**PROBLEM**
In the entries below, find the line with "Query: horse's nostril" and the line with "Query: number 6 on saddle cloth". Reproduce those two lines and every line between them exactly, and nothing more.

**GIVEN DATA**

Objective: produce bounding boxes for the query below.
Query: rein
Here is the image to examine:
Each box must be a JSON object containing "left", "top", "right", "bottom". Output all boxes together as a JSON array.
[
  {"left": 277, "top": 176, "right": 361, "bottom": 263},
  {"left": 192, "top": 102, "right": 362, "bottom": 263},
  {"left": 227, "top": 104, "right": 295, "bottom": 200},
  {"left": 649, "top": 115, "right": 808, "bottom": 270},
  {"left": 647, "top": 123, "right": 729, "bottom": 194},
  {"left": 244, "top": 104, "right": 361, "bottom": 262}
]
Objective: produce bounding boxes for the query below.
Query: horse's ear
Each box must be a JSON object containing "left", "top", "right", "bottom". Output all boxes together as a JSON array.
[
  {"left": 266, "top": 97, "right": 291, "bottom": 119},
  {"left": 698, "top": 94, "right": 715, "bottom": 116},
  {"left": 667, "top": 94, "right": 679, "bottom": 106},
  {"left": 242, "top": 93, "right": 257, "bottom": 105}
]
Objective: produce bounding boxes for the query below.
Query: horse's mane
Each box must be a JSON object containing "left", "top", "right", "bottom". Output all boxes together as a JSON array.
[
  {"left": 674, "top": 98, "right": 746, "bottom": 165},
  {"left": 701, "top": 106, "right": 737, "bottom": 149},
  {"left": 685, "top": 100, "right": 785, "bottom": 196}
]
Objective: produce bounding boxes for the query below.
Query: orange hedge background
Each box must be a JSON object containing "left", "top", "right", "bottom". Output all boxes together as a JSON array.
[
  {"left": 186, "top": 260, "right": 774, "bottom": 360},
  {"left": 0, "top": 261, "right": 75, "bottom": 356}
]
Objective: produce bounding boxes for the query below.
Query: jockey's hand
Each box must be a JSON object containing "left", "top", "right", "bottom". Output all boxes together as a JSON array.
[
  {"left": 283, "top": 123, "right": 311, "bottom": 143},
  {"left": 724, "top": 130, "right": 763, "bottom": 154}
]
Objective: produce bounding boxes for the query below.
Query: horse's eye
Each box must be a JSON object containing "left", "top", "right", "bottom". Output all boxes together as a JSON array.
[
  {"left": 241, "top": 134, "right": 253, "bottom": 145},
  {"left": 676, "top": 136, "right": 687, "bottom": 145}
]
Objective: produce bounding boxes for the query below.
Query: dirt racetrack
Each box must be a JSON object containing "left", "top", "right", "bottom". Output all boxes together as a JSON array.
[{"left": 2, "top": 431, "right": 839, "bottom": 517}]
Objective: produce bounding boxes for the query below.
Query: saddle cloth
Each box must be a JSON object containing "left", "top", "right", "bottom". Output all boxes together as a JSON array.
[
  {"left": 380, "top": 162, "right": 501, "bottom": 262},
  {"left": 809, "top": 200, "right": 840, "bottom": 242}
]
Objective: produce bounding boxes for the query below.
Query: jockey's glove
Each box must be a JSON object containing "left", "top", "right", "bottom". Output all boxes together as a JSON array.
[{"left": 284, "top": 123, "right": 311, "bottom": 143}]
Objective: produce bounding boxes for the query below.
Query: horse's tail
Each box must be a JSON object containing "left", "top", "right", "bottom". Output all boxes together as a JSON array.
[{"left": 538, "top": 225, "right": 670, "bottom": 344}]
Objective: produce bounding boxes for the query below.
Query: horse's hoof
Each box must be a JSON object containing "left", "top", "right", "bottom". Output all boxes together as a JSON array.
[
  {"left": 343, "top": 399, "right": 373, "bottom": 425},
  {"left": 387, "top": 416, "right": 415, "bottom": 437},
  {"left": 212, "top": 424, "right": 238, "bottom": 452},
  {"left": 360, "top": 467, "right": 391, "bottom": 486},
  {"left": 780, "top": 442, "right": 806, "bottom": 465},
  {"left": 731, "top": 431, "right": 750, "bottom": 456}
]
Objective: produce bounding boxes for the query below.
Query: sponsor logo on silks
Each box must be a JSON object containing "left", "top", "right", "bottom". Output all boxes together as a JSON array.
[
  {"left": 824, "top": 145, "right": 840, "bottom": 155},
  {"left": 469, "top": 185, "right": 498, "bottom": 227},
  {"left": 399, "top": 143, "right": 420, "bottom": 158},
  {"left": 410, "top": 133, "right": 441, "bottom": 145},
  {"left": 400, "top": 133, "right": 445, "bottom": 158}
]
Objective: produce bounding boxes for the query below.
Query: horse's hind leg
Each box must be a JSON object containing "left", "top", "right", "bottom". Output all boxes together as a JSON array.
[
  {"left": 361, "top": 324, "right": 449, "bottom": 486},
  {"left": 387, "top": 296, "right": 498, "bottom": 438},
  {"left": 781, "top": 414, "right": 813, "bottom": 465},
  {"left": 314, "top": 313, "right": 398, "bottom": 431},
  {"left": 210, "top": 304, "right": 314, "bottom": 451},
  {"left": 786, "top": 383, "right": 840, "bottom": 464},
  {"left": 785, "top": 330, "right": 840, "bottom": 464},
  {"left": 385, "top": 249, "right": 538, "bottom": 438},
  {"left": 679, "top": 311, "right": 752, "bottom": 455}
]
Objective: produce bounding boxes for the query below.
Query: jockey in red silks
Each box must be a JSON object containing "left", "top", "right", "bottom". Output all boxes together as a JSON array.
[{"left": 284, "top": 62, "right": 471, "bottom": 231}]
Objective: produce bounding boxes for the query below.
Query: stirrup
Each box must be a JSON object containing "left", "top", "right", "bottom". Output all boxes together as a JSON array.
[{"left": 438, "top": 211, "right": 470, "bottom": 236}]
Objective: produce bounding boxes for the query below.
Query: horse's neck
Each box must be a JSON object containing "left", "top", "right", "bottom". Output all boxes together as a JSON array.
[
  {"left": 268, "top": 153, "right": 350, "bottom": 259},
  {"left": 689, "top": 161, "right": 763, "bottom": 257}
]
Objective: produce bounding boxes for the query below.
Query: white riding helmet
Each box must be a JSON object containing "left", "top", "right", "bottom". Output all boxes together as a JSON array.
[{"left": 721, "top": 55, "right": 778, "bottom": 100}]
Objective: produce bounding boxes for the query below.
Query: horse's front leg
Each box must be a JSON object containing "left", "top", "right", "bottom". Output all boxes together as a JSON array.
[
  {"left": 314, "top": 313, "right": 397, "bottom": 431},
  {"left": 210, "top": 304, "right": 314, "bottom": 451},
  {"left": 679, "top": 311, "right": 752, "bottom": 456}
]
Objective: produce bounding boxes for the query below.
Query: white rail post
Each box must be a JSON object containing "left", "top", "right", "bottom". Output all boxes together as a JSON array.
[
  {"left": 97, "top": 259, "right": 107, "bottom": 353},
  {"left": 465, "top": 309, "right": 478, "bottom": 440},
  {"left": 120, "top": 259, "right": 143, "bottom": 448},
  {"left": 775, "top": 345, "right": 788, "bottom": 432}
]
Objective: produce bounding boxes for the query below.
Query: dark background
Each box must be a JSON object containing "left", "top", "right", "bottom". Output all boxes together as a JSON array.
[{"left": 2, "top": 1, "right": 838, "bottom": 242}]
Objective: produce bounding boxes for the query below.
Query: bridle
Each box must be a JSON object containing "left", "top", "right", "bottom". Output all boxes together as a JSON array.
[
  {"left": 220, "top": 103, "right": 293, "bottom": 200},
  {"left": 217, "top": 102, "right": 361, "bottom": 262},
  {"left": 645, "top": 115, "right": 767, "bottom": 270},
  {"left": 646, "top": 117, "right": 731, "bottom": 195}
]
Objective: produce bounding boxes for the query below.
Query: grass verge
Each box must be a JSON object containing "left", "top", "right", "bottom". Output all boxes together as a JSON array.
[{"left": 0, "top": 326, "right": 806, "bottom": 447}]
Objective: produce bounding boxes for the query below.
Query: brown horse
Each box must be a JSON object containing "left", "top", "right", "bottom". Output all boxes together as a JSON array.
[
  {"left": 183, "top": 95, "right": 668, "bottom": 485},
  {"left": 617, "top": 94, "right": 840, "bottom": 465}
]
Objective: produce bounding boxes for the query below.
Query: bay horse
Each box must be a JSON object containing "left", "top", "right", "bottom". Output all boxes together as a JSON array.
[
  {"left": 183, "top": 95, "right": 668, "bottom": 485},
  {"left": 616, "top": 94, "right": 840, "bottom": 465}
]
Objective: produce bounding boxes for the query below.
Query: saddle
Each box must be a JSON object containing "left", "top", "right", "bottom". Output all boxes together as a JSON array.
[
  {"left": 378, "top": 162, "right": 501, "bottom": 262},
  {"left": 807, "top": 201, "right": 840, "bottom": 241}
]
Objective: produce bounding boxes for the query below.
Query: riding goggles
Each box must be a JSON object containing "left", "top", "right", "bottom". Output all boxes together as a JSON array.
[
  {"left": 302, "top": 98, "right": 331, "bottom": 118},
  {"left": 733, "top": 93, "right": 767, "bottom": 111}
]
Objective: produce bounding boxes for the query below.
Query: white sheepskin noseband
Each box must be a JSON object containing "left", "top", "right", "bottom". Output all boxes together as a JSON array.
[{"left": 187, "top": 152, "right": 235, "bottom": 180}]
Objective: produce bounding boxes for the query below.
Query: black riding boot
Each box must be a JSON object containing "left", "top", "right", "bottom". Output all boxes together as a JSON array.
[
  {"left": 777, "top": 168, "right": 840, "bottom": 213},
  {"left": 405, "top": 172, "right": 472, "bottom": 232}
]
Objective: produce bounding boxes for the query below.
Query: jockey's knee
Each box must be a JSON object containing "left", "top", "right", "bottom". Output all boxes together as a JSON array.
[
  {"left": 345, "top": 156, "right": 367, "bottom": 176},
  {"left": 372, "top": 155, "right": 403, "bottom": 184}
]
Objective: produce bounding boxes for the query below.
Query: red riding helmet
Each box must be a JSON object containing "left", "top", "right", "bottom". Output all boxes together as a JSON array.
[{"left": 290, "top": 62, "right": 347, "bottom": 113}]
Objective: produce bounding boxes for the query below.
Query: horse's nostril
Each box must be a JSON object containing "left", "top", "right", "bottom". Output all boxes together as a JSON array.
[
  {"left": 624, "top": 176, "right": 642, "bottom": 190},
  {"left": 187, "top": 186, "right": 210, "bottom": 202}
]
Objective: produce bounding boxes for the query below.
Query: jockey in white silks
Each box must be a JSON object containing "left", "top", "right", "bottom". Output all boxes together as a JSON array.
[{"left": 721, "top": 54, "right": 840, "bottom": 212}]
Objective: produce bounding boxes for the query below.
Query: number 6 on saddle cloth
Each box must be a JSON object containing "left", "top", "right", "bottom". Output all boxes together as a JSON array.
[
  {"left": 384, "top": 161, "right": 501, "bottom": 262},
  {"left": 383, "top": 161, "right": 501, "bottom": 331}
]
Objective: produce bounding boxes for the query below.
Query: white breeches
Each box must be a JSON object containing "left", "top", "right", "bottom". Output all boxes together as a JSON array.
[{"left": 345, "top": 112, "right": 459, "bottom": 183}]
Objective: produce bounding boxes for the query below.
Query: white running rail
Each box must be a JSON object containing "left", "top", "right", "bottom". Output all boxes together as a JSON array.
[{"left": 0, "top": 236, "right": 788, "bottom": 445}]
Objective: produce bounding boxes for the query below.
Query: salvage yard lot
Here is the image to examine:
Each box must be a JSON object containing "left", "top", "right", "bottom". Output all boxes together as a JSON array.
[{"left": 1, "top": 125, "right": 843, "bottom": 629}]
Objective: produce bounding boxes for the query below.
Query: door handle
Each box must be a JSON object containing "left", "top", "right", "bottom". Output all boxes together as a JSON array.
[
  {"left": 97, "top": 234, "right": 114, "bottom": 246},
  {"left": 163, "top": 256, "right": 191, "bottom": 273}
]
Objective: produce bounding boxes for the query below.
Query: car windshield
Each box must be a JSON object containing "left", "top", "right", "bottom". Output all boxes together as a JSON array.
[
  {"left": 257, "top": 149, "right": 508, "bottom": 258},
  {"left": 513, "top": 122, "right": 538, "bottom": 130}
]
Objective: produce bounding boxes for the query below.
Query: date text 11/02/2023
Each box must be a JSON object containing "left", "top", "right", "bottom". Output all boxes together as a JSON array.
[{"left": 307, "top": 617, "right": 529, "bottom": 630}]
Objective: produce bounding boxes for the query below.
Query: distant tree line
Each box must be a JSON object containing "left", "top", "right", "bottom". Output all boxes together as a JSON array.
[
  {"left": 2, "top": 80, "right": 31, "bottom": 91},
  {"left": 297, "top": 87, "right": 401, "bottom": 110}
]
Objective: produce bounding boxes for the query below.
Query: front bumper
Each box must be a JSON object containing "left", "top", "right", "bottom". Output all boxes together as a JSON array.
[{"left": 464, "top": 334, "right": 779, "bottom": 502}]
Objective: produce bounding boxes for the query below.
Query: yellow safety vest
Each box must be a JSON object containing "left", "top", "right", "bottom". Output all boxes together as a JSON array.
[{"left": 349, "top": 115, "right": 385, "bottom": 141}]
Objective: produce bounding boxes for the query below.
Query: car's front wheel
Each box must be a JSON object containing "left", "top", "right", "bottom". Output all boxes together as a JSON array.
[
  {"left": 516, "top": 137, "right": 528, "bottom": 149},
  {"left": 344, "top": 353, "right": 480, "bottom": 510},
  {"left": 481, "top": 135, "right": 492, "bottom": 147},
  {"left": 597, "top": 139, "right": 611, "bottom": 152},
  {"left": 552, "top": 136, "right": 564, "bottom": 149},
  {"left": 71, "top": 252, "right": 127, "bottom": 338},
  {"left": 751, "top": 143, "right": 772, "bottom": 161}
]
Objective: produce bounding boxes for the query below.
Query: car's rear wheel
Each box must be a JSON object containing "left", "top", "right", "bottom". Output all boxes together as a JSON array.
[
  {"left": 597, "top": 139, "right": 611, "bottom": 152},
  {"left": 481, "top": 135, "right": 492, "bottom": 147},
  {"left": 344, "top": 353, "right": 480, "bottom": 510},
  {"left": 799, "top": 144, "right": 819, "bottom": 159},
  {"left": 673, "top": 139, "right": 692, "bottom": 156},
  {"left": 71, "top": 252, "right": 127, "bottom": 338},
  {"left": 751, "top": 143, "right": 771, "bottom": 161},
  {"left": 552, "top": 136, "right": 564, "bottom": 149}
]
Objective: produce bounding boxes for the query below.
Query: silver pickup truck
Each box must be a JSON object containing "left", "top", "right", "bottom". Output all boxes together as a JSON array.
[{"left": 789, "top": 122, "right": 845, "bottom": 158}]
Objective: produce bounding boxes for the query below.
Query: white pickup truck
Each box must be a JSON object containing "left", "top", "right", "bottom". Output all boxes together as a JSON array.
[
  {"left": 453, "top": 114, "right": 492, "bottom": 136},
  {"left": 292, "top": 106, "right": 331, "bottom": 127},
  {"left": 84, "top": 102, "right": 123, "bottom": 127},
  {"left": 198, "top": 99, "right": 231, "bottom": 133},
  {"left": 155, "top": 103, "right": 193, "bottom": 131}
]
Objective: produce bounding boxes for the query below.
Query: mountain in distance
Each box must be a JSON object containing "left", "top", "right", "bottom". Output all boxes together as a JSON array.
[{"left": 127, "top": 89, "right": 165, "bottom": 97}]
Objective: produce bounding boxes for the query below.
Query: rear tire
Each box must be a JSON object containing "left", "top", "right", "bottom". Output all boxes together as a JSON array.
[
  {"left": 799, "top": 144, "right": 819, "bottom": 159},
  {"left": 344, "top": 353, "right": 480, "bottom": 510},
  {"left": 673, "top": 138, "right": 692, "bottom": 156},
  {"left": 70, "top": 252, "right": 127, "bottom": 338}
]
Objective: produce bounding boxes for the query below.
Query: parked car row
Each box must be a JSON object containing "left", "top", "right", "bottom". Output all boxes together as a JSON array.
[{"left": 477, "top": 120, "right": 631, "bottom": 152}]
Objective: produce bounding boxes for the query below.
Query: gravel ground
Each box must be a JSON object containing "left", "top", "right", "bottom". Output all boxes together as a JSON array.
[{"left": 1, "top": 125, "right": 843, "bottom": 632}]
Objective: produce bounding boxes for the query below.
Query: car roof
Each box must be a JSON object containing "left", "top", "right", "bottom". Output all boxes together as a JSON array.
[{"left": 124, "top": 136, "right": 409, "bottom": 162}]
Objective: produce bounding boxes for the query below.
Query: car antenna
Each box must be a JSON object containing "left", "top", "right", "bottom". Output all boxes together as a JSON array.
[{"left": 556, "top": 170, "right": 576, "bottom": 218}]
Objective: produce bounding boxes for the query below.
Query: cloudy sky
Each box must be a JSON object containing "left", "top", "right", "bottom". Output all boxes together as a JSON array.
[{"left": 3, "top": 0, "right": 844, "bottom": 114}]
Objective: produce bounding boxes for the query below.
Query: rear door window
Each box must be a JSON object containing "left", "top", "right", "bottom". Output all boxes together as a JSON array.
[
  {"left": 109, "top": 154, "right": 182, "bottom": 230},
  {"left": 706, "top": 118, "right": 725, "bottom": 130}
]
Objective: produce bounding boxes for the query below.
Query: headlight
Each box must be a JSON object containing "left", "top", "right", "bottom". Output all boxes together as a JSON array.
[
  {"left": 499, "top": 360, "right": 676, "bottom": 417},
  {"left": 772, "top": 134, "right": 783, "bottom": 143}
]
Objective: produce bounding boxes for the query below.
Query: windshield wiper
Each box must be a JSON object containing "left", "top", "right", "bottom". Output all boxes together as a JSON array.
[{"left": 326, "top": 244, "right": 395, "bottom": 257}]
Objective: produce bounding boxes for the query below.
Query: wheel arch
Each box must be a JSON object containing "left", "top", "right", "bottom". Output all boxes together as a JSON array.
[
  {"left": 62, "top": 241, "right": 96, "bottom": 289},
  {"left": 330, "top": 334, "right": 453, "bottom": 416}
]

**EXPECTED ANSWER**
Query: horse's nostril
Each box must be a JSON object containing "left", "top", "right", "bottom". Output all boxes together as a JSON array.
[
  {"left": 624, "top": 176, "right": 642, "bottom": 190},
  {"left": 187, "top": 186, "right": 210, "bottom": 202}
]
Objective: produce bounding boxes for the query below.
Query: jockey in white silks
Each box must be a JSON object containing "left", "top", "right", "bottom". Output all boxes together as a JSON array.
[{"left": 721, "top": 54, "right": 840, "bottom": 212}]
Objective: produce bounding boxes for the query below.
Query: number 6 on saddle cloth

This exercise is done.